#### TASK OBJECTIVE:
Begin at the line with "the tree canopy" and write out every line after it, exactly, through the last line below, adding nothing.

#### SOURCE MATERIAL ####

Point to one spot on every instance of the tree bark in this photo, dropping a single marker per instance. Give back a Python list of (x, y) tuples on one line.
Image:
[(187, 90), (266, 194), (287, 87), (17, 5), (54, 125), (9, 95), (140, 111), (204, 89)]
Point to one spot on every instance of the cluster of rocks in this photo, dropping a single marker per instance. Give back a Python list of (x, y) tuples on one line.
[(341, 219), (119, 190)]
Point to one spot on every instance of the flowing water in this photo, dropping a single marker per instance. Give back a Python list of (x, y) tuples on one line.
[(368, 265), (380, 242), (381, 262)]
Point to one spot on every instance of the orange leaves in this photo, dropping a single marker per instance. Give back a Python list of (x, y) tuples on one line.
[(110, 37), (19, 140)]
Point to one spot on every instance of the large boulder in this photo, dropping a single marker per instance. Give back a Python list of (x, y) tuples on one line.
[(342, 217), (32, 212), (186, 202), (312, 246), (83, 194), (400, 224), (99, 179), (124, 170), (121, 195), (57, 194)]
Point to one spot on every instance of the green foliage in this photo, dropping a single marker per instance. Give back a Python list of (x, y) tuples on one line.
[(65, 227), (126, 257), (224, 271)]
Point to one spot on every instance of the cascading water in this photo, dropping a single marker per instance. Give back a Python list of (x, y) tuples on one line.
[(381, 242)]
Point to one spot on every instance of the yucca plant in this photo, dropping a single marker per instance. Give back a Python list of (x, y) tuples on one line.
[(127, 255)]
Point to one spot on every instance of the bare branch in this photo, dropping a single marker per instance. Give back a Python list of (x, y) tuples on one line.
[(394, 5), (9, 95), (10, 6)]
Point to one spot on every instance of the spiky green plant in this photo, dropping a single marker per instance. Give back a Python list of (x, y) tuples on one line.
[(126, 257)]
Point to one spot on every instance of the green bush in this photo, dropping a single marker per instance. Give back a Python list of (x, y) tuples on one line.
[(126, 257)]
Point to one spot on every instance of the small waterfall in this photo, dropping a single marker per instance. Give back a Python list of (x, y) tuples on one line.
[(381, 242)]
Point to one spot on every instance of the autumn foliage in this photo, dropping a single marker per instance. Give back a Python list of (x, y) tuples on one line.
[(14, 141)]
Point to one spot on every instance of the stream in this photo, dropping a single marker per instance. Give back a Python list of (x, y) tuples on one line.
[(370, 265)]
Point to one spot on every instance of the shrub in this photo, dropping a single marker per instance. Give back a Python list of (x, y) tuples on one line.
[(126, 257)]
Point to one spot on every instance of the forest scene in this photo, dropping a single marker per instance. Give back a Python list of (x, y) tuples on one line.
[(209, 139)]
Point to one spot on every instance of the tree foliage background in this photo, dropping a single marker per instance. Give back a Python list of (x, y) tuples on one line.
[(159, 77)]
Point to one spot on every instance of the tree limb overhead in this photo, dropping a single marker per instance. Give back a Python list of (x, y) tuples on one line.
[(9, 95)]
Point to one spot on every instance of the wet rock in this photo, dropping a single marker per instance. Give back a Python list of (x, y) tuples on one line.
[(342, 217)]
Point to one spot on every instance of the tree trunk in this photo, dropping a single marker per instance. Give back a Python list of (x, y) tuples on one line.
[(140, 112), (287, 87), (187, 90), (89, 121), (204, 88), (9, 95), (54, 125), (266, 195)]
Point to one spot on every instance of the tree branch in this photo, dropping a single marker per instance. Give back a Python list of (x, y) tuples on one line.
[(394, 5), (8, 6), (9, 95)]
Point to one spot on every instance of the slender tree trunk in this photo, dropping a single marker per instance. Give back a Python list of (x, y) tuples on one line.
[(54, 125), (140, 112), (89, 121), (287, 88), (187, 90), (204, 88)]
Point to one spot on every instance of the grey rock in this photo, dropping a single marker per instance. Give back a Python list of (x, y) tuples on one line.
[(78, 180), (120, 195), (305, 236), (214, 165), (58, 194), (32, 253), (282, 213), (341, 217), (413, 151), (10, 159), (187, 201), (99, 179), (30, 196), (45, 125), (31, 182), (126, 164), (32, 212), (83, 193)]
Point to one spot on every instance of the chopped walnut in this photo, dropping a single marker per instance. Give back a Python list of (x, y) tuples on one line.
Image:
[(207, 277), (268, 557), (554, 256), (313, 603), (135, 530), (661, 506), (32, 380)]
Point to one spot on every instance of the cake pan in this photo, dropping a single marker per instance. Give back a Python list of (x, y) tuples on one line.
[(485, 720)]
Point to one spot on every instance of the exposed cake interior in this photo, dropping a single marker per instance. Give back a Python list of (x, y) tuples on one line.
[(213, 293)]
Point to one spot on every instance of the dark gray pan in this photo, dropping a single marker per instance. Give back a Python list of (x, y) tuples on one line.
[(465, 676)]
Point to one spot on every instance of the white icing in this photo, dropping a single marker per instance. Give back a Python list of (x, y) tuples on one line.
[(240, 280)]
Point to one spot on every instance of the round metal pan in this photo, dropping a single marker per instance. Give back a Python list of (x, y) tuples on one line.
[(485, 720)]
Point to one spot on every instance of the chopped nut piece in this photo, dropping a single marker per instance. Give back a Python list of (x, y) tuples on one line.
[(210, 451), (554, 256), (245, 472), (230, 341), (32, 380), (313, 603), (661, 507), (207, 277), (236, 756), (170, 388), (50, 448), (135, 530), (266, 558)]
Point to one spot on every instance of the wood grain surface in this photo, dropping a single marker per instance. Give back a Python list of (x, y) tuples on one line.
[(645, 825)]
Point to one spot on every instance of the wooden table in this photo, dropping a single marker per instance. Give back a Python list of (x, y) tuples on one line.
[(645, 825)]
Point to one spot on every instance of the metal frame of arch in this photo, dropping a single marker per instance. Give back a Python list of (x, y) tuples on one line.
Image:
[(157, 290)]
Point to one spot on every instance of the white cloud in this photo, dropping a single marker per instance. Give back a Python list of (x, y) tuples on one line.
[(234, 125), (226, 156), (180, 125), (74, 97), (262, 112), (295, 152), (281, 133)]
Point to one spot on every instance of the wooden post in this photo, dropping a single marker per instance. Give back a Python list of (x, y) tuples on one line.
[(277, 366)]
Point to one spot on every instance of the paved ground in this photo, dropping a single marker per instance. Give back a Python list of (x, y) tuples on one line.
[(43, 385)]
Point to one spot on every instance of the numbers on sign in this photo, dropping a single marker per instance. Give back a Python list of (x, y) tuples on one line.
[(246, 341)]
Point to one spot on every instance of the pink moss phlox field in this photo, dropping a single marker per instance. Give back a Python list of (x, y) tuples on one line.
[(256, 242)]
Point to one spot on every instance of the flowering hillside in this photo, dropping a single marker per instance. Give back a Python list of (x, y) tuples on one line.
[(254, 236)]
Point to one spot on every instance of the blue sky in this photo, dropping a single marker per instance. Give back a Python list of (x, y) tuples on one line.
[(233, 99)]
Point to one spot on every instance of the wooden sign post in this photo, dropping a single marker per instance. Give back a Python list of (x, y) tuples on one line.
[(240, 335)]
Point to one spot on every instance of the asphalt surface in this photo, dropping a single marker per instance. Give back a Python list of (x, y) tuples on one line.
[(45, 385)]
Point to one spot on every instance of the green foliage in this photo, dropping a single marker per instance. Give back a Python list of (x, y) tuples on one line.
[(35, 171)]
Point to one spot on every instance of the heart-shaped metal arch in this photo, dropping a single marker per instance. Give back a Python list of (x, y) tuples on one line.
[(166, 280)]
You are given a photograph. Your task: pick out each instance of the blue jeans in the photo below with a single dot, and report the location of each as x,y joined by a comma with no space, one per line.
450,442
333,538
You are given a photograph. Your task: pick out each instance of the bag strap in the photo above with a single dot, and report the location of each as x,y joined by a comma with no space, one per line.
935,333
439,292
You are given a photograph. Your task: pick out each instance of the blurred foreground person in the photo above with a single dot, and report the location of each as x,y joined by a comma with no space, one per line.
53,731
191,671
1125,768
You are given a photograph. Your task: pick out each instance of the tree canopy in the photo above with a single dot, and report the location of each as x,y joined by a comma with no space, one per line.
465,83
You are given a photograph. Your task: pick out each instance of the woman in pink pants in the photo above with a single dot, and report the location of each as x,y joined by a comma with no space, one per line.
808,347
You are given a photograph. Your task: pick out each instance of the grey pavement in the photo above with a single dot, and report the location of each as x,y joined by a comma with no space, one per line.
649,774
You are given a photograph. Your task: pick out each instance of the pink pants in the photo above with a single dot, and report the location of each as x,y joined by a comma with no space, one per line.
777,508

####

#### THE ANSWER:
You are given a photograph. Your task: pick out each instance of the tree canopy in the photo above with a single dot, and report the location of each as x,y joined by a comma with no space, one per line.
465,83
You are given a photograph. Your task: pick out each instance of the woman in pink pants in the photo above with a single dot, and report the location of each as x,y joined by a comma with no space, one per line.
808,347
You are given a photograph. Your task: pick out each instance of the grey pavement in the photo above with a single dot, and report the location of each as x,y joined by a comma with no space, one per line.
649,774
You are given a photograph. Your task: pick out each instance of the pink pants in the photo above with a single dot, and report the location of each as x,y joined by a comma with no space, one per line.
777,508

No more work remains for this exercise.